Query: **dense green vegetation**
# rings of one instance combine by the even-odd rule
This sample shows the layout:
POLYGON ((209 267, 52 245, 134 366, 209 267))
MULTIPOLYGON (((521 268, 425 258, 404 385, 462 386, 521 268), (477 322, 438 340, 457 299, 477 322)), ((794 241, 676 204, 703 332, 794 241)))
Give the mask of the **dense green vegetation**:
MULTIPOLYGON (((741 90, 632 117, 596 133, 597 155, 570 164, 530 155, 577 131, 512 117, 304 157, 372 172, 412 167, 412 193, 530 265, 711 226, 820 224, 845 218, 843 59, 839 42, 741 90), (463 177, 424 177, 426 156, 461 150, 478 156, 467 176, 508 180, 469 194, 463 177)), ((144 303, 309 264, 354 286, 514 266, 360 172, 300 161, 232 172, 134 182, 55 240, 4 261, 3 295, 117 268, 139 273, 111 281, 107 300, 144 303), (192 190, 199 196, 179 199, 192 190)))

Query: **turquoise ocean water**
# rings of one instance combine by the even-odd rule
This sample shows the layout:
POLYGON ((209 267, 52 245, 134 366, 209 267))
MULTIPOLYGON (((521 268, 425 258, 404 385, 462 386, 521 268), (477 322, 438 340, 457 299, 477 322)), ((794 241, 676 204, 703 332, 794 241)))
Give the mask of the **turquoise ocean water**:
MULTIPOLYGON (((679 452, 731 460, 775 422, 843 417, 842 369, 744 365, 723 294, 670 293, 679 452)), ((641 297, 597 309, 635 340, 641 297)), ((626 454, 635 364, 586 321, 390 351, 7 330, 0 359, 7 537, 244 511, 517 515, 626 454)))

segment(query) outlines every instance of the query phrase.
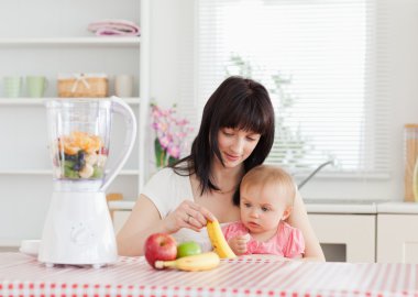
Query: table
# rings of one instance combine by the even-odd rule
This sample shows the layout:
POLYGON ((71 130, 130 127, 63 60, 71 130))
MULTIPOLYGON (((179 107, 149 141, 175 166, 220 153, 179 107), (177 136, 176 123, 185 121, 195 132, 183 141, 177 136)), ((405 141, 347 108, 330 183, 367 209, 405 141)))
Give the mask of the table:
POLYGON ((417 264, 222 260, 207 272, 155 271, 144 257, 108 267, 47 268, 0 254, 0 296, 418 296, 417 264))

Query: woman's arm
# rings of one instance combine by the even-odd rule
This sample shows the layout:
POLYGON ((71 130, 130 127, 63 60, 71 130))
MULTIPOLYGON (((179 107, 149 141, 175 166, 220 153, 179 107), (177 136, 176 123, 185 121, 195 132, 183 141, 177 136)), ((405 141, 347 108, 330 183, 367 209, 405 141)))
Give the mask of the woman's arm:
POLYGON ((146 196, 141 195, 128 221, 118 232, 118 253, 125 256, 143 255, 145 240, 158 232, 167 232, 160 212, 146 196))
POLYGON ((118 253, 127 256, 143 255, 144 243, 148 235, 170 234, 182 228, 199 231, 206 226, 208 219, 213 220, 213 215, 190 200, 184 200, 163 219, 154 202, 145 195, 141 195, 128 221, 118 233, 118 253))
POLYGON ((308 213, 306 212, 305 204, 300 197, 299 191, 296 193, 294 209, 290 217, 287 219, 288 223, 299 229, 305 239, 305 255, 304 260, 311 261, 326 261, 322 249, 319 244, 318 238, 309 222, 308 213))

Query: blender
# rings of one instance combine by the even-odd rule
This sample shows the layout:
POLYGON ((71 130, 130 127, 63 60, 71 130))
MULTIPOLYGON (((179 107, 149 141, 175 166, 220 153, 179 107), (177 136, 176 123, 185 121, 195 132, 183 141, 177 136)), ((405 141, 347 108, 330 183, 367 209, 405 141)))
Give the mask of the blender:
POLYGON ((37 260, 48 267, 113 263, 118 252, 105 190, 132 151, 135 116, 117 97, 48 100, 46 108, 54 189, 37 260), (109 167, 113 113, 124 120, 125 138, 109 167))

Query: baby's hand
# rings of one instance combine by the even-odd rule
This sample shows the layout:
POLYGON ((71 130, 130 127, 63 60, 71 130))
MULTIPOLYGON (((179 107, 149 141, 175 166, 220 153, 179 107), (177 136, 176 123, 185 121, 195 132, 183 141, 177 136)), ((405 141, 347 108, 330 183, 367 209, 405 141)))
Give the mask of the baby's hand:
POLYGON ((246 253, 246 243, 250 241, 250 234, 246 233, 245 235, 238 235, 234 238, 231 238, 228 241, 228 244, 231 246, 232 251, 238 254, 242 255, 246 253))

----------

→ Set problem
Starting at the line that contains "Query: baby's hand", print every line through the end of the listing, word for word. Leave out all the rest.

→ Completed task
Query: baby's hand
# rings of one instance combine by the even-odd rule
This sample shows the layout:
POLYGON ((71 130, 130 127, 63 60, 71 130))
MULTIPOLYGON (((179 107, 149 141, 175 166, 220 153, 179 107), (177 136, 176 123, 185 121, 195 132, 183 141, 177 136)), ((405 141, 347 108, 330 183, 367 209, 405 141)))
Give the mask of the baby's hand:
POLYGON ((246 253, 246 243, 250 241, 250 234, 246 233, 245 235, 238 235, 234 238, 231 238, 228 241, 228 244, 231 246, 232 251, 238 254, 242 255, 246 253))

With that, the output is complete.